INFORMATION SHOWN →
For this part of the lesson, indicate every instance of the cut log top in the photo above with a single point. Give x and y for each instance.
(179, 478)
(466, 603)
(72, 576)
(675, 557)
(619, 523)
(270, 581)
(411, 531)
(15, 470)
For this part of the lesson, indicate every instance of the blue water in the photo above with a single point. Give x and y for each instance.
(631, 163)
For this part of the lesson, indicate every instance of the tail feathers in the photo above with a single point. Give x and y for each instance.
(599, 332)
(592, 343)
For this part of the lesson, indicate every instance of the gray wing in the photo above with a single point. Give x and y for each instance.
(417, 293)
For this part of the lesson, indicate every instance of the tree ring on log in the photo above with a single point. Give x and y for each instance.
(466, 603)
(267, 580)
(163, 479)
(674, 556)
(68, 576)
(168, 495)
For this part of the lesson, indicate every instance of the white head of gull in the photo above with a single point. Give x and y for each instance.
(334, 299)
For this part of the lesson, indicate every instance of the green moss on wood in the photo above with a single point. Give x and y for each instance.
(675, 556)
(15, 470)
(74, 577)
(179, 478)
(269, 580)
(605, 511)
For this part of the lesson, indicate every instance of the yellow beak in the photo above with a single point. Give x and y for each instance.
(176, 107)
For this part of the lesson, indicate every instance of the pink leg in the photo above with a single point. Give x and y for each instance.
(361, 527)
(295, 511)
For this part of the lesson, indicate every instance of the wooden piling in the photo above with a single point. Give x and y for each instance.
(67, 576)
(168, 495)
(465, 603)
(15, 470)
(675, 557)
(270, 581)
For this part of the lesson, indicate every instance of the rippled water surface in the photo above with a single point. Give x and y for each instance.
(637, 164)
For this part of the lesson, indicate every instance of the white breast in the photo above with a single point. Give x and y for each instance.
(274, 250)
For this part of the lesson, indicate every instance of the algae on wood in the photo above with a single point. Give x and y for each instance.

EXERCISE OBJECTIVE → Rewrite all of the lines above as a numbered list, omitting any blank lines.

ANSWER TO THIS EXERCISE →
1. For this part of the lesson, indicate every instance of the cut log top in the photo above with a single point. Give x and y for each instance.
2. (179, 478)
3. (466, 603)
4. (72, 576)
5. (675, 557)
6. (619, 523)
7. (270, 581)
8. (411, 531)
9. (15, 470)
10. For this part of the lesson, indicate every instance of the blue water in the photo above with a single point. Give x and y for each instance.
11. (631, 163)
12. For this part of the lesson, indicate every instance of the tail feathers in the photo above with a single point. Give x and y for each instance.
13. (599, 332)
14. (592, 343)
15. For this part of the lesson, indicate every instance of the gray wing in the photo above with a single point. Give x and y for each instance.
16. (417, 293)
17. For this part of the lesson, indicate every instance of the tree ring on log in the photo above with a single point. Give x and y for each instance.
18. (466, 603)
19. (267, 580)
20. (163, 479)
21. (674, 556)
22. (68, 576)
23. (168, 495)
24. For this part of the lesson, indicate every instance of the white head of gull in the photo above with a single point. Give x and y for each instance.
25. (334, 299)
26. For this part of the lesson, indicate every instance of the green moss on wood in the photo above with a single point. Give x and y for each instance.
27. (675, 556)
28. (15, 470)
29. (74, 577)
30. (179, 478)
31. (269, 580)
32. (605, 511)
33. For this part of the lesson, indicate every instance of the yellow beak in the photo above with a single point. Give x and y for each instance.
34. (176, 107)
35. For this part of the lesson, indicate every instance of the pink leg in the photo above with a single point. Give x and y for each instance.
36. (361, 527)
37. (295, 511)
38. For this part of the lesson, indicate every instance of the wooden piling in the photo above with a single point. Give x and y for each instance.
39. (67, 576)
40. (168, 495)
41. (465, 603)
42. (15, 470)
43. (675, 557)
44. (270, 581)
45. For this part of the lesson, indicate every instance of the rippled water surface in the photo above with a single point. Give x and y for each instance.
46. (637, 164)
47. For this part of the lesson, indicate every instance of the white breast in the photo above with a single point. Give x and y for each instance.
48. (274, 250)
49. For this part of the lesson, indicate every instance of the algae on wood in the photo above with a single point. Give x and y for each instance.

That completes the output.